Selected passage:

Equity markets lose steam over disappointing railway budget (Weekly Review)

Mumbai, Feb 27 (IANS) Profit-booking, coupled with disappointing railway budget and a slump in crude oil prices dragged the Indian equity markets lower during the just concluded weekly trade.

Even a weak rupee and caution ahead of the derivatives expiry weighed heavy on the equity markets. The Indian bellwether indices declined for the better part of the week under review.

The barometer 30-scrip sensitive index (S&P Sensex) of the Bombay Stock Exchange (BSE) plunged by 554.85 points or 2.34 percent to 23,154.30 points during the just concluded weekly trade.

Similarly, the wider 50-scrip Nifty of the National Stock Exchange (NSE) declined by 181 points or 2.51 percent to 7,029.75 points.

“Markets closed the week lower driven by profit-booking, disappointing rail budget, intensified selling pressure, weak rupee and a slump in crude oil prices,” informed Gaurav Jain, director with Hem Securities.

Profit-booking was triggered after the Indian bellwether indices posted healthy gains of over 3.10 percent each during the week ended February 19.

Vaibhav Agarwal, vice president and research head at Angel Broking, pointed out that benchmark indices corrected by 2.5 percent this week, as caution prevailed ahead of the Union Budget.

“Friday’s trade witnessed some short-covering after three straight sessions of ending in the red,” Agarwal told IANS.

“Expectations from the budget continue to remain low with investors awaiting the finance minister’s decision regarding fiscal consolidation.”

Pankaj Sharma, head of equities for Equirus Securities, blamed a disappointing railway budget for dampening investors’ sentiments.

The problem:
Resume the market review on the railway budget from the point where it stops.

Listed entries:

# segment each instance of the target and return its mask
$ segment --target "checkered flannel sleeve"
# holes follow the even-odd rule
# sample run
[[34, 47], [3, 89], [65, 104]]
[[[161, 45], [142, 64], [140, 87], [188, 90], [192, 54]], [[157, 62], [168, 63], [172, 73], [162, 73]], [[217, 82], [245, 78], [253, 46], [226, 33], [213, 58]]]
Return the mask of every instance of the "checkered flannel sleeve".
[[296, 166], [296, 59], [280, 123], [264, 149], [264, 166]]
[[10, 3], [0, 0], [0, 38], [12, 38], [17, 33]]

Written reply:
“We think the estimates are very aggressive for both revenues and operating ratio. The 92 percent number on operating ratio looks difficult to achieve,” Sharma disclosed.

Sharma exclaimed that investors’ worried about the possibility that the current session might turn out to be a washout, due to political stalemate.

“The budget session has not begun too well with a lot of belligerence visible from both the sides. If this trend continues, it is extremely unlikely that the current session will not be another washout, a successive third,” he added.

Further, sentiments were battered after the International Monetary Fund (IMF) warned that the world economy is highly vulnerable and called for new mechanisms to protect the most vulnerable countries.

“The global crisis raised concerns that world growth had slowed and could be derailed by market turbulence, oil prices crash and geopolitical conflicts,” Dhruv Desai, director and chief operating officer, Tradebulls, told IANS.

Besides, volatile crude oil prices which dipped to around $30 a barrel (one barrel is equal to 159 litres), deterred investors to chase stock prices higher.

“Oil which had earlier been trigger for last week’s rise, slipped, on reduced chances of production cuts,” Anand James, co-head, technical research desk with Geojit BNP Paribas Financial Services, told IANS.

In addition, a weak rupee kept investors unnerved and capped gains through the week’s trade.

“The rupee, which had been stable within the 68-68.5 region, weakened further against the dollar, and was seen edging towards 69 as the week progressed,” James cited.

On a weekly basis, the rupee weakened by 15 paise to 68.62 (February 26) against a dollar from its previous close of 68.47 (February 18).

This weakness is due to a massive outflow of foreign funds from the equity and debt markets.

The National Securities Depository Limited (NSDL) figures showed that the FPIs (Foreign Portfolio Investors) sold Rs.6,763.11 crore or $986.13 million in the equity and debt markets from February 22-26.

Data with stock exchanges disclosed that the FPIs divested stocks worth Rs.3,841.63 crore during the week under review.

Conversely, the data showed that domestic institutional investors (DIIs) bought stocks worth Rs.3,052.79 crore.

Nitasha Shankar, vice president for research with YES Securities stated that broader markets extended their decline in the week under review led by persistent selling in the mid and smallcap stocks.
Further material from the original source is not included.